▶ [To do]:
Retype each entry exactly as written, and keep the pictures out of the copy.

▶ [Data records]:
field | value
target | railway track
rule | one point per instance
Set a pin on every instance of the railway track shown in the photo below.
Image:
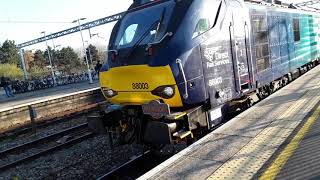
(135, 167)
(31, 150)
(63, 117)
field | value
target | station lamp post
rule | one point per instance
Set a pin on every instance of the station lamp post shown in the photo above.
(84, 49)
(49, 55)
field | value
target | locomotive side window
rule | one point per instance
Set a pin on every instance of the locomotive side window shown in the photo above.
(207, 17)
(202, 26)
(259, 25)
(296, 30)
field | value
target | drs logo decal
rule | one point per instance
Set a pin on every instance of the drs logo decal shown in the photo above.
(140, 86)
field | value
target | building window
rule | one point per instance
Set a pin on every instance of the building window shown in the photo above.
(260, 33)
(296, 30)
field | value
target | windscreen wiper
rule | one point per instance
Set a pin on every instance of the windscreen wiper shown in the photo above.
(144, 35)
(160, 23)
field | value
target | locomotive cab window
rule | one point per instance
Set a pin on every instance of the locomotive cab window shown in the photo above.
(296, 30)
(128, 34)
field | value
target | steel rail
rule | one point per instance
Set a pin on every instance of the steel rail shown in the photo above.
(124, 165)
(84, 135)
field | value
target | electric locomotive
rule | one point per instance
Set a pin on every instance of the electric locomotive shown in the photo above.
(176, 66)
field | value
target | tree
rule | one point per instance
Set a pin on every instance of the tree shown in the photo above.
(9, 53)
(28, 59)
(39, 59)
(67, 58)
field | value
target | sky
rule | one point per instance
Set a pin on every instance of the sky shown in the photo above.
(23, 20)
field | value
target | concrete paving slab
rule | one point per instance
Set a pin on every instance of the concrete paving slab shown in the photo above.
(220, 147)
(190, 168)
(261, 130)
(305, 161)
(245, 127)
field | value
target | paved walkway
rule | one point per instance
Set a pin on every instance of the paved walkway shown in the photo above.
(43, 94)
(245, 145)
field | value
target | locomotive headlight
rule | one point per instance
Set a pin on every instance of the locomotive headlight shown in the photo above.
(109, 92)
(166, 92)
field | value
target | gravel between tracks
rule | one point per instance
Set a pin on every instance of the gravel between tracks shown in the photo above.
(86, 160)
(42, 132)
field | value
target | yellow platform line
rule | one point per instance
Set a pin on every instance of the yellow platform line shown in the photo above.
(283, 157)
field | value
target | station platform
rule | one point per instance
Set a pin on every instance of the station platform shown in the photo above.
(55, 92)
(276, 138)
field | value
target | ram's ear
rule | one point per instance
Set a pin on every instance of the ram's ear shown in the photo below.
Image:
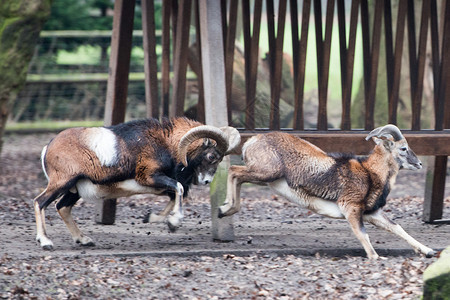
(377, 140)
(388, 144)
(207, 142)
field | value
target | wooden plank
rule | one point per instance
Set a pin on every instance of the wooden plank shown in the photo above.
(251, 55)
(201, 93)
(88, 34)
(422, 142)
(165, 57)
(347, 54)
(119, 62)
(322, 118)
(180, 58)
(150, 59)
(276, 61)
(213, 64)
(374, 57)
(229, 53)
(299, 68)
(435, 183)
(420, 65)
(395, 64)
(116, 94)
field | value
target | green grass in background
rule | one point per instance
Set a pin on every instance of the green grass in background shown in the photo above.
(311, 80)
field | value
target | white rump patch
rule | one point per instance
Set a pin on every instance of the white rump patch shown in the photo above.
(104, 144)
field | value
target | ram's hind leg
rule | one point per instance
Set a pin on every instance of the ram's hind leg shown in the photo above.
(161, 181)
(355, 219)
(237, 175)
(381, 221)
(40, 204)
(64, 207)
(161, 217)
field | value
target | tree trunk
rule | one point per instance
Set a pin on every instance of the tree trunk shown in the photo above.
(20, 24)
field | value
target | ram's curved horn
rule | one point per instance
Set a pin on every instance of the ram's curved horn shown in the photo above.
(234, 138)
(386, 131)
(203, 131)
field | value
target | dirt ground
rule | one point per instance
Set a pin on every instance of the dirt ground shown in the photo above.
(280, 251)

▶ [Output below]:
field | value
target | railway track
rule | one point per instance
Set a pin on every instance of the railway track shown in the photo below.
Image:
(135, 167)
(31, 150)
(63, 117)
field | value
target | station lamp post
rule | one point per instance
Set a pin on every instance of the station lamp post shown in the photo above.
(84, 49)
(49, 55)
field | value
target | locomotive side window
rule | one point per instance
Set a pin on every instance of the locomotive side window shown in the photo above.
(207, 17)
(202, 26)
(259, 25)
(296, 30)
field | value
target | drs logo decal
rule | one point per instance
Set a pin on every instance of the drs logo decal shown in the photo above.
(140, 86)
field | value
target | building window
rule | one point per instance
Set a pin on every instance of the building window shown in the photo above.
(260, 33)
(296, 30)
field | value
target | windscreen wiper
rule | one point per instance
Set a pin on every instance of the windscreen wiper shown in the photo above.
(144, 35)
(160, 23)
field | value
target | locomotive cab window
rule | one point per instance
Set a pin on every instance of the locomotive cab window shown in the photo above.
(296, 30)
(128, 34)
field | value
target | steel rail
rule | one point per instance
Set a pin on every instance of the steel rail shown in the photo above.
(124, 165)
(84, 135)
field | value
target | electric locomotive
rule | one point per instance
Set a pin on every instance of the electric locomotive shown in the photo above.
(176, 66)
field | value
target | tree
rule | one point per instance
Set a pin on every instance of the tree shown in the photo above.
(9, 53)
(28, 59)
(39, 59)
(67, 58)
field | value
target | sky
rule | one point per instance
Set a pin on every instance of the sky shown in the photo above.
(23, 20)
field | value
target | concrete paving slab
rule | one point per instance
Set a pin on every instance of the concrete paving slab shown in the photo above.
(220, 147)
(190, 168)
(261, 130)
(305, 161)
(245, 127)
field | value
target | paved walkway
rule | one point per instance
Set a pin on every instance of the paved walkway shown in the photo above.
(43, 94)
(245, 145)
field | value
target | locomotive headlight
rule | one point per instance
Set a pin on every instance of the locomotive headlight shown in the photo above.
(109, 92)
(166, 92)
field | value
target | gravel between tracks
rule | one point per instance
Set a pin on every instance of the gravel between tracks shown in the photo above.
(86, 160)
(42, 132)
field | value
target | yellow platform line
rule | one point per instance
Set a pin on every instance of the yellow platform line shown in the photo above.
(283, 157)
field | value
target | station platform
rule | one point per instance
Set a pin on every instance of the station platform shown in the photo above.
(55, 92)
(276, 138)
field | value
target | ram's ear
rule | one point per instance
Set a pin on every instance of the ram's ear shown in the photo below.
Image:
(377, 140)
(388, 144)
(207, 142)
field | value
target | wooden plank
rule | one point per instance
Set a pin on every instance of the wooden plank shown in the photo above.
(251, 55)
(201, 93)
(88, 34)
(422, 142)
(165, 57)
(347, 54)
(119, 62)
(322, 118)
(180, 58)
(150, 59)
(276, 61)
(213, 64)
(374, 57)
(229, 53)
(299, 68)
(435, 183)
(420, 65)
(395, 64)
(116, 94)
field | value
target | green grass in background
rule | one point per instance
Set a pin on every instance of the green grass in background shown in the photo above.
(311, 80)
field | value
target | white rump patch
rule | one point per instance
Set a pin on every instance of the white rump patch shown in the photo above.
(104, 144)
field | value
target | ram's hind leg
rule | one point per instance
Set a pin on every instance of the ram's hind leg shown in the photo above.
(161, 181)
(355, 219)
(237, 175)
(381, 221)
(40, 204)
(64, 207)
(161, 217)
field | value
target | tree trunk
rule | one point per instance
Set a pin on every instance of the tree trunk shown in the photo above.
(20, 24)
field | value
target | ram's curved horn
rule | one point per instance
Set a pin on every instance of the ram's curved horn shown in the photo above.
(234, 138)
(386, 131)
(203, 131)
field | value
target | dirt ground
rule | one point per instance
Set a pin on every instance of the dirt ground shown in the photo above.
(280, 251)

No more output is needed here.